> [Selected extract]
April 15, 2009 by · Comments Off on Taking Ownership: Paul, the Cable Guy 

This is a copy of the letter I sent to Bill Geppert, CEO, Cox Communications on April 15, 2009.

I’ve been a Cox customer for the past 20 years because that is the only option I had for high-speed internet and cable TV. Since 2006, every DVR we had has never recorded an entire season without breaking and needing to be replaced. This means that all recordings are gone and unable to be viewed, which pretty much makes it a waste of money if we can’t watch the programs when we want to.

When it happened again in November 2008, I was told by Cox that if I was recording in HD it took up a huge amount of my hard drive. I assumed that was the problem. Wrong! In February, 2009, making sure we were not recording in HD, we returned from a three week vacation and once again found that the DVR was not recording correctly. The timer showed only partial recordings. I was livid!

And what makes it worse is that my husband had purchased a TIVO in December. When I called COX they explained that if I unbundled my package it would cost more money. Then I discovered on top of buying the TIVO box, we had to pay for getting their service. (A $700.00 investment.) We sent the TIVO back.

I have spent more frustrating time with Cox on the phone and on hold than anyone would believe. I did everything I could to stop using Cox. I tried to get an AT&T bundled package but it is not available in my area. I called Dish Network. If I could have switched to anybody, I would have in a heartbeat!

Cox scheduled a technician to replace our DVR. When I opened the door the first words out of my mouth were, “My husband said he pitied the poor person who was going to have to deal with me today.” To which the technician replied, “I am Paul and my job is to fix the problem and make you happy.” Yeah, right! Well he was so intent to show me that he really meant it, after he installed another new DVR he gave me his cell phone number and said, “If you have a problem, you call me directly, ANYTIME.”

Then the following week my HD froze and it couldn’t be rebooted by the office. (The week before it could be.) I called Paul. He came within two hours and told me, “These DVR’s are computers and they need to be rebooted just like your computer in your office. You have to unplug them every so often.” Now how come customer service didn’t tell me that over the phone?

> [Data supplied]
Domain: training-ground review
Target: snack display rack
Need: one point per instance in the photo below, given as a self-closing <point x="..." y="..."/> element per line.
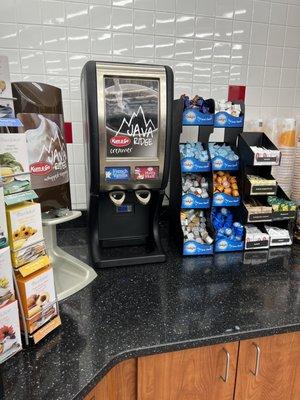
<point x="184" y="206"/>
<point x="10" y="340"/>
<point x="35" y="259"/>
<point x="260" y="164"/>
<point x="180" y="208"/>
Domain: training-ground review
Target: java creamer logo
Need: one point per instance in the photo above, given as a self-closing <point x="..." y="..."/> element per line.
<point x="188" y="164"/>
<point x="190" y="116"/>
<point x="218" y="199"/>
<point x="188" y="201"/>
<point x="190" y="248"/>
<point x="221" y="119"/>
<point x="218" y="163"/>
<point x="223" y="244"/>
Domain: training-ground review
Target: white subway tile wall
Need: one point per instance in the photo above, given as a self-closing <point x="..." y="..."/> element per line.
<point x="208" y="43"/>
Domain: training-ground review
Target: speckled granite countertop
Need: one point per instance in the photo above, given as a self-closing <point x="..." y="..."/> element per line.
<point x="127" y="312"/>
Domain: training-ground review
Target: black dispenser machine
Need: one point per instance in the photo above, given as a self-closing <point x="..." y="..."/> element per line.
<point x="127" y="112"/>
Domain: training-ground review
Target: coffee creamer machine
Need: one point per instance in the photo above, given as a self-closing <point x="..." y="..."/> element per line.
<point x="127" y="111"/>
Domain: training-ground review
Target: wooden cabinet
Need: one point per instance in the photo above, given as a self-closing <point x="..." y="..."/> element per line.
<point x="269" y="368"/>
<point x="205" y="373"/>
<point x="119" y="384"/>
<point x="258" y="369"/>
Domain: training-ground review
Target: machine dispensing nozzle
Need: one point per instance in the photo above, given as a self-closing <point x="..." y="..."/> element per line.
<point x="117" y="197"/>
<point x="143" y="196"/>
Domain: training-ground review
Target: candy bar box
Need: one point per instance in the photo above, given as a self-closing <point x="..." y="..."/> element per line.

> [Required action A] In the letter to Cox's CEO, how many years had the writer been a Cox customer?
> [Required action B] Translate this sentence from the letter to Cox's CEO into Spanish: "Cox scheduled a technician to replace our DVR."
The listing comes from a source separate from the letter to Cox's CEO.

> [Answer area A] 20 years.

> [Answer area B] Cox programó a un técnico para reemplazar nuestro DVR.